■ Excerpt provided ■
++++

Well, my personal view - on the basis of a whole 11 weeks' membership of the forums - is that people reply to off-topic posts for many of the reasons they reply to on-topic posts: they find the subject fascinating, they feel empathy (or maybe antipathy!) for the poster, they feel they have something to contribute.... And it is sometimes hard to remember what the original question was if the debate has swirled round a bit! 

That said, I do appreciate the reason for the off-topic rule. 

Respect and gratitude to all mods for keeping us unruly foreros in line

Loob


----------



## elroy

Loob said:


> [...] they find the subject fascinating, they feel empathy for the poster, they feel they have something to contribute.... And it is sometimes hard to remember what the original question was if the debate has swirled round a bit!


 I think you've hit the nail on the head.

I remember that back in my non-mod days I didn't pay a whole lot of attention to whether a particular post was on- or off-topic, mostly because - and this is not something I am proud of! - I figured if a post was off-topic the mods would deal with it, so I didn't worry about it too much.

Because it wasn't my personal responsibility (at least not officially) to make sure that a thread did not wander off-topic, I simply read through threads and commented whenever I felt I should - regardless of whether the post I was responding to was a digression from the original question.  This meant that occasionally I responded to off-topic comments.

Obviously, since being a moderator things have become different, and having experienced both roles I strongly exhort all of our members not to behave as I did before I was a mod - the more you all police yourselves, the easier it makes our job!


----------



## danielfranco

Although the following comment is redolent of self-justification and rationalization, like so many other comments I've made before (and, indeed, read in these forums, also), I believe a few of us unfortunately have minds that seem to have a short attention span and will take the opportunity to make a comment to any reference, no matter how oblique, to whatever seems to surface in the muddy swirl of my (our?) undisciplined trains of thoughts (is this a correct double plural?).
We ought to know better.


----------



## .   1

danielfranco said:


> Although the following comment is redolent of self-justification and rationalization, like so many other comments I've made before (and, indeed, read in these forums, also), I believe a few of us unfortunately have minds that seem to have a short attention span and will take the opportunity to make a comment to any reference, no matter how oblique, to whatever seems to surface in the muddy swirl of my (our?) undisciplined trains of thoughts (is this a correct double plural?).
> We ought to know better.


Some people just veer off on a bit of a side issue while remaining relatively true to the intent of the thread.  This is wonderful and well allowed by most moderators and we can all learn.I often don't really know why I ask some questions.
I have a vague idea but it is not until the conversation has progressed and someone proffered a different view that I begin to understand my own question.
You need no justification.
You stick pretty close to the script.

.,,


----------



## panjabigator

I'd say people reply to an off topic post not with the intention of going off topic but to say something that they view as important.  Sure, it (perhaps) disrupts the continuity of a thread but it many times is somewhat relevant.

++++

(Location identification entries)

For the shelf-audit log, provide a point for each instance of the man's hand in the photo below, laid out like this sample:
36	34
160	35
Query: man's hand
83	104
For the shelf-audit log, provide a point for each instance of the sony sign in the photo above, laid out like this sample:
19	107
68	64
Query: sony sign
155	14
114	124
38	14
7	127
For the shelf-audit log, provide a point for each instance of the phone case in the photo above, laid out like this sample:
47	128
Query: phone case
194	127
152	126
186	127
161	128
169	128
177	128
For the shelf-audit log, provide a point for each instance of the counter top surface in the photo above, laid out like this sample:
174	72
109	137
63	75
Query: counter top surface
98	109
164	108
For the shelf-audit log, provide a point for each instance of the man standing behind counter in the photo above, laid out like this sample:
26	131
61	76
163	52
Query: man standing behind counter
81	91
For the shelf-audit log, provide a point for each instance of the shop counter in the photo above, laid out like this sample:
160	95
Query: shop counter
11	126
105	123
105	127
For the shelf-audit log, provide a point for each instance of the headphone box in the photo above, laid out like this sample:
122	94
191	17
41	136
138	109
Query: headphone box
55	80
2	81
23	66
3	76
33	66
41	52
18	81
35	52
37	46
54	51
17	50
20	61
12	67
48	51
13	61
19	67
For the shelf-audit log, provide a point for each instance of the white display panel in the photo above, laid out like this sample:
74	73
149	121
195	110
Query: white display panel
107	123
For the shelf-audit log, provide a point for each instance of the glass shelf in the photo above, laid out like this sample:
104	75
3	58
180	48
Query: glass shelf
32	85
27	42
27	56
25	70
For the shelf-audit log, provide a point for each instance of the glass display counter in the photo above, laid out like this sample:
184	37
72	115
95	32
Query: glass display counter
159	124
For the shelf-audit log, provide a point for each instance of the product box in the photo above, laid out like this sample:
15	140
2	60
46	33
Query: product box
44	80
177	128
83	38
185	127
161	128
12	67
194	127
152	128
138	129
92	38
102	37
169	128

++++

■ Given instruction A ■
According to the forum thread, how many weeks had Loob been a member of the forums?
■ Given instruction B ■
Write out the portion of the forum thread that opens with the words containing "Some people just" and closes with "my own question.".
Nothing in this listing is needed.

■ Correct output A ■
11 weeks

■ Correct output B ■
Some people just veer off on a bit of a side issue while remaining relatively true to the intent of the thread.  This is wonderful and well allowed by most moderators and we can all learn.I often don't really know why I ask some questions.
I have a vague idea but it is not until the conversation has progressed and someone proffered a different view that I begin to understand my own question.